#### Problems to solve:
[A] Decide whether each statement below agrees with the piece about Boston. Answer yes or no for each, and quote the deciding words of the piece.
(i) The writer lived in Boston for more than two years.
(ii) The Boston Marathon draws half a million people, 27,000 of them runners.
(iii) Most offices and schools stay open on the day of the marathon.
[B] Answer these questions from the piece about Boston.
(i) Since what year has the marathon taken place?
(ii) On which holiday is the marathon held?
(iii) Who, according to the piece, can manage the city's confusing streets?
[C] Pick up the piece about Boston and its marathon from its last sentence and continue it.

#### Text extract:
Love you Boston


Citgo sign in downtown BostonAs much as you can fall in love with a city, I did so with Boston. During the two-plus years I lived there, it stole my heart. This city is a place full of promise, what with so many universities, so much youth, museums, music, research institutions, think tanks and a myriad of folks living their lives in very different ways. Yet even with such diversity, several things unite the city’s residents, like the ridiculous weather, confusing streets that confound all but the most experienced cab drivers, and the Boston Marathon.

The annual event has taken place in April, on Patriot’s Day since 1897. It attracts half a million people, including 27,000 runners. To accommodate this influx of visitors (and celebrate Patriot’s Day), the city shuts down. Most offices and schools close. Most everybody ventures out, at least for a short while, to cheer on those who are trying to make a dream come true. It is a special, joyful day. Ok, it’s also a chance for college students to get drunk and unleash some pre-exam stress. But even that has its charms.

#### Information provided:
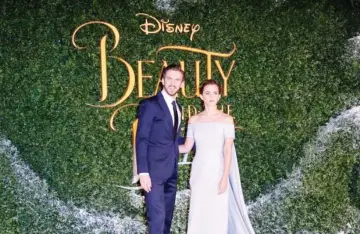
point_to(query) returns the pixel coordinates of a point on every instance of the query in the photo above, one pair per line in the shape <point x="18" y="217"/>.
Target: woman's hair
<point x="209" y="82"/>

#### Answers to the tasks:
[A]
(i) Yes: "During the two-plus years I lived there"
(ii) Yes: "It attracts half a million people, including 27,000 runners."
(iii) No: "Most offices and schools close."

[B]
(i) Since 1897.
(ii) Patriot's Day, in April.
(iii) Only the most experienced cab drivers.

[C]
For two years in a row, I stood alongside those drunken college students and cheered the runners on. I got goosebumps, teared up a little and vowed to continue to pursue my own dreams. I saw the lean, lithe, little Ethiopians and Kenyans at the head of the pack, the stragglers walking at the back, and everyone in between. How many stories there must be, I thought as I watched those bits of humanity pass by with all different gaits and gear.

Like everyone else, the bombings hit me hard yesterday. When I lived there, I ran those streets every week. I walked around that area frequently. I can still see those deep, russet-coloured cobblestoned making up the sidewalks. It is a beautiful, vibrant part of the downtown area. Hotels, shopping, office buildings and stately hotels are all in the vicinity. Tourists meander through the history-laden streets and suited people make their way to work. These scenes are accompanied by the screeching of the T (the underground subway) and the hard Boston accent. In winter, the smell the snow and hot dogs from the street vendors permeate the air. And the runners. That’s another thing about Boston: there is always someone running, any time of the day, at all hours, anywhere in the city.

The nature of such an attack is that it terrorizes free of discrimination. Every human is fair game. Attacks like this are thieves of security and predictability. The point is that they alter the boundaries and horizons of what we perceive to be possible. They exceed our collective imagination, despite the fact that this is not new.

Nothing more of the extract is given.